* **INSTRUCTION**
Rewrite the records below as a numbered list, one line per item, and omit any blank lines.

Dataset rows
•••

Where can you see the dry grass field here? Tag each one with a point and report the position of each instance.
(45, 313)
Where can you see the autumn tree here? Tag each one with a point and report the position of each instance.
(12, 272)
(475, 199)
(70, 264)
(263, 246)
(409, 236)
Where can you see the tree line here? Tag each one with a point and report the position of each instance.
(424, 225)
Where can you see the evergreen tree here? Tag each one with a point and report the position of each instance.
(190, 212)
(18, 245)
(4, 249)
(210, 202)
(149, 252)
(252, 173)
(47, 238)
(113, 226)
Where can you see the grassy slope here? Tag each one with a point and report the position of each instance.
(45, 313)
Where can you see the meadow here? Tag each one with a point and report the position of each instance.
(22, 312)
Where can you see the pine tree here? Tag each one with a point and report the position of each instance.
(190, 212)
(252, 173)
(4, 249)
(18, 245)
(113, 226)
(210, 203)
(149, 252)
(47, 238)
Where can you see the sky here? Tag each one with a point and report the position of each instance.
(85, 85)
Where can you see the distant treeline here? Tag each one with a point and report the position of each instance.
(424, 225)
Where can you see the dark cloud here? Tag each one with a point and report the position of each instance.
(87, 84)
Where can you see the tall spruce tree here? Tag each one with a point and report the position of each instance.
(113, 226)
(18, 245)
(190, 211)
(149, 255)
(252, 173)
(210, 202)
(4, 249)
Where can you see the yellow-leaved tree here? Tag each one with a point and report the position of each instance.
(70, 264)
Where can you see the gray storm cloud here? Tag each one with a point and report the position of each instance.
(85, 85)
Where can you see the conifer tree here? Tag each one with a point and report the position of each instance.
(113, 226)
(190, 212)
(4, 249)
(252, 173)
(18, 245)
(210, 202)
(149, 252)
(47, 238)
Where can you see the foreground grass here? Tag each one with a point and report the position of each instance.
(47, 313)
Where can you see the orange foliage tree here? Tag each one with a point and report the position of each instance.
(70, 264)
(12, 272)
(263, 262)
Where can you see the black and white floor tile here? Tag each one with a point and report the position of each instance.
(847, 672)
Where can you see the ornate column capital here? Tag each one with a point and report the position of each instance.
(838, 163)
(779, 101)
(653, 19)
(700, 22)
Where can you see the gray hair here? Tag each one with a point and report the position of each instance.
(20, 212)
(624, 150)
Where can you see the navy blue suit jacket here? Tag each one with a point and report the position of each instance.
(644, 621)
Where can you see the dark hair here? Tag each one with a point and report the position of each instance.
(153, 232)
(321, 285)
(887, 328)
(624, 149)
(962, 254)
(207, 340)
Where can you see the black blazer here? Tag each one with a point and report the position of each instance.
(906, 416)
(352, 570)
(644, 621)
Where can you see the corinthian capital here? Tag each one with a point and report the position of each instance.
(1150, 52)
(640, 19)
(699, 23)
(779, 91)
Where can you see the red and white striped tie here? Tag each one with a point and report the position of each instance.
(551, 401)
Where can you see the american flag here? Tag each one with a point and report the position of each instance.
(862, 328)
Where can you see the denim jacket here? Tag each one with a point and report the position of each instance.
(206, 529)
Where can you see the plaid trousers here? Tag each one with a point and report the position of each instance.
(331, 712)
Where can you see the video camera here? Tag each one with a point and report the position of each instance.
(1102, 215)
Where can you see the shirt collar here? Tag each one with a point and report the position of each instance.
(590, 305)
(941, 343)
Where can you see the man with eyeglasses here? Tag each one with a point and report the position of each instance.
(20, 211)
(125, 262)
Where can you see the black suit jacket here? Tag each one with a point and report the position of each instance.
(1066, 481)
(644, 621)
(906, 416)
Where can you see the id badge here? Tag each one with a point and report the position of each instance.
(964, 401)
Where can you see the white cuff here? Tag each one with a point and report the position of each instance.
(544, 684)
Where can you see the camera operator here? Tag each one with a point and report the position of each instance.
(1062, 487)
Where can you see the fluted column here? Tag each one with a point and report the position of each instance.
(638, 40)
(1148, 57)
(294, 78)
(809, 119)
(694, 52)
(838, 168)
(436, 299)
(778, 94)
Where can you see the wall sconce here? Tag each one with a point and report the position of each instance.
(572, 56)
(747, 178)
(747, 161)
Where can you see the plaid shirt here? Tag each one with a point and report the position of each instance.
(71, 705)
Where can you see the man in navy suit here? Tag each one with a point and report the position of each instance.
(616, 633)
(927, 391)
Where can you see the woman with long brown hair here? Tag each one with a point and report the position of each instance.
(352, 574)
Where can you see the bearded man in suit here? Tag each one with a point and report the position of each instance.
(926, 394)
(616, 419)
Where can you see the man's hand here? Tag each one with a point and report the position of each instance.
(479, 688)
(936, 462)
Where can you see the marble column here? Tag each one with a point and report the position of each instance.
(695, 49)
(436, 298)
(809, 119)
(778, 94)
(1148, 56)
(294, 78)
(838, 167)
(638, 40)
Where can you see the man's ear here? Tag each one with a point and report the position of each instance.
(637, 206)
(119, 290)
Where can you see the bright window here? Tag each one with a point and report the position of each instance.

•••

* **EXPECTED OUTPUT**
1. Where can you see the dry grass field here? Tag each one with a point and report the position of each instance.
2. (45, 313)
3. Where can you see the autumn tree here? Tag each one with a point and report the position of each instance.
4. (12, 272)
5. (475, 199)
6. (70, 264)
7. (263, 246)
8. (409, 236)
9. Where can you see the tree line here? Tag each one with a point and report the position of each instance.
10. (424, 225)
11. Where can you see the evergreen tree here? Tag each one with a point and report the position of each instance.
12. (190, 212)
13. (18, 245)
14. (4, 249)
15. (210, 202)
16. (149, 252)
17. (252, 173)
18. (47, 238)
19. (113, 226)
20. Where can you see the grassy slope here? Tag each one with a point and report the position of each instance.
21. (45, 313)
22. Where can you see the meadow here? Tag each one with a point and report the position of each instance.
23. (22, 312)
24. Where can you see the pine tree here? Tag each one with a point and report the position of each instance.
25. (190, 212)
26. (252, 173)
27. (4, 249)
28. (18, 245)
29. (113, 226)
30. (210, 203)
31. (149, 252)
32. (47, 238)
33. Where can you see the sky here? Tag each one with a point and report the position of each instance.
34. (85, 85)
35. Where can you see the distant treeline here? Tag each one with a point and report the position of each instance.
36. (424, 225)
37. Where can you see the dark cloud here? Tag each one with a point and report the position of each instance.
38. (87, 84)
39. Where can you see the tall spruce tree here? Tag each one with a point and report the position of each instance.
40. (113, 226)
41. (18, 245)
42. (190, 211)
43. (149, 255)
44. (252, 173)
45. (210, 202)
46. (4, 249)
47. Where can you see the yellow-leaved tree here? Tag each one with a point and report the position of each instance.
48. (70, 264)
49. Where can you see the gray storm cloud here? Tag each one with a point and report the position of each instance.
50. (85, 85)
51. Where can you see the conifer tree here? Tag each one with a point and report the position of each instance.
52. (113, 226)
53. (190, 212)
54. (4, 249)
55. (252, 173)
56. (18, 245)
57. (210, 202)
58. (149, 252)
59. (47, 238)
60. Where can you see the foreground grass here? Tag each one with a point and report the position of each instance.
61. (47, 313)
62. Where can you see the orange foliage tree here? Tag each one with a point and report the position of each instance.
63. (70, 264)
64. (12, 272)
65. (263, 262)
66. Where can you see the black and white floor tile here? Tag each one with a point and report the position of each instance.
67. (847, 672)
68. Where can you see the ornate column capital here? Tag each one with a point and report the position of each instance.
69. (838, 163)
70. (779, 101)
71. (653, 19)
72. (700, 22)
73. Where can you see the gray hair here? Tag each one with a point and report the position of each instance.
74. (20, 212)
75. (624, 150)
76. Where can you see the navy blue suit jacket here? Tag each one with a point and report the position of each instance.
77. (644, 621)
78. Where can you see the dark hair here? Tag each one with a point and report the position of each instance.
79. (153, 232)
80. (321, 285)
81. (887, 328)
82. (624, 149)
83. (962, 254)
84. (207, 340)
85. Where can you see the black blazer here? Tag each one with a point and report the position of each instance.
86. (906, 416)
87. (352, 570)
88. (644, 621)
89. Where can you see the corinthian capital here? Tag each one with a point and report the position of each instance.
90. (1150, 52)
91. (640, 19)
92. (699, 23)
93. (779, 91)
94. Where can you see the red and white striped tie here? Tag each one with a point and report the position of each instance.
95. (551, 401)
96. Where can you see the american flag here? Tag each one with a point and report the position of each instance.
97. (862, 328)
98. Where can you see the denim jacket here? Tag each one with a point and report the position of each instance.
99. (206, 529)
100. Where can you see the plaid trousers here? Tag each one with a point and report the position of each instance.
101. (331, 712)
102. Where can you see the video camera here? Tag each one with a point and report the position of each instance.
103. (1102, 215)
104. Where can you see the shirt collar here? Tag each one with a point and report the position of each instance.
105. (590, 305)
106. (941, 343)
107. Where can you see the man with eyeglasses here? Tag each one with a point and report the position of each instance.
108. (20, 211)
109. (125, 262)
110. Where can you see the black suit jacket here? Tag each one with a point and report the position of each instance.
111. (1066, 481)
112. (644, 621)
113. (906, 416)
114. Where can you see the id badge here? Tag each one with a point and report the position of each instance.
115. (964, 401)
116. Where can you see the white cuff here? Tag each one with a point and report the position of each instance.
117. (544, 684)
118. Where can you see the camera operator here? Tag each one with a point and report the position of each instance.
119. (1062, 487)
120. Where can you see the fluted column here? Tag each one with a point and report the position of each instance.
121. (638, 40)
122. (1148, 57)
123. (294, 78)
124. (809, 119)
125. (694, 52)
126. (838, 168)
127. (436, 299)
128. (778, 94)
129. Where can you see the wall sconce here? Tag each one with a point and report the position of each instance.
130. (572, 56)
131. (747, 178)
132. (747, 161)
133. Where can you see the plaid shirt here? Tag each one with a point and report the position of each instance.
134. (71, 705)
135. Where can you see the man in navy suit here? Tag each one with a point and report the position of each instance.
136. (616, 633)
137. (927, 391)
138. Where can you see the woman with long brown hair here? Tag each one with a point and report the position of each instance.
139. (352, 574)
140. Where can you see the bearded man in suit here? Tag each one with a point and report the position of each instance.
141. (926, 394)
142. (616, 419)
143. Where can you see the man's hand here? Tag each one with a point and report the position of each instance.
144. (479, 688)
145. (936, 462)
146. Where can you see the marble column here? Tag each one with a point and report the position of each instance.
147. (695, 49)
148. (436, 298)
149. (809, 119)
150. (778, 94)
151. (1148, 56)
152. (294, 78)
153. (838, 167)
154. (638, 40)
155. Where can you see the man's ear here? Tag each one with a point and report the position of each instance.
156. (637, 206)
157. (119, 290)
158. Where can you see the bright window here? Tag each one with a point and report the position of each instance.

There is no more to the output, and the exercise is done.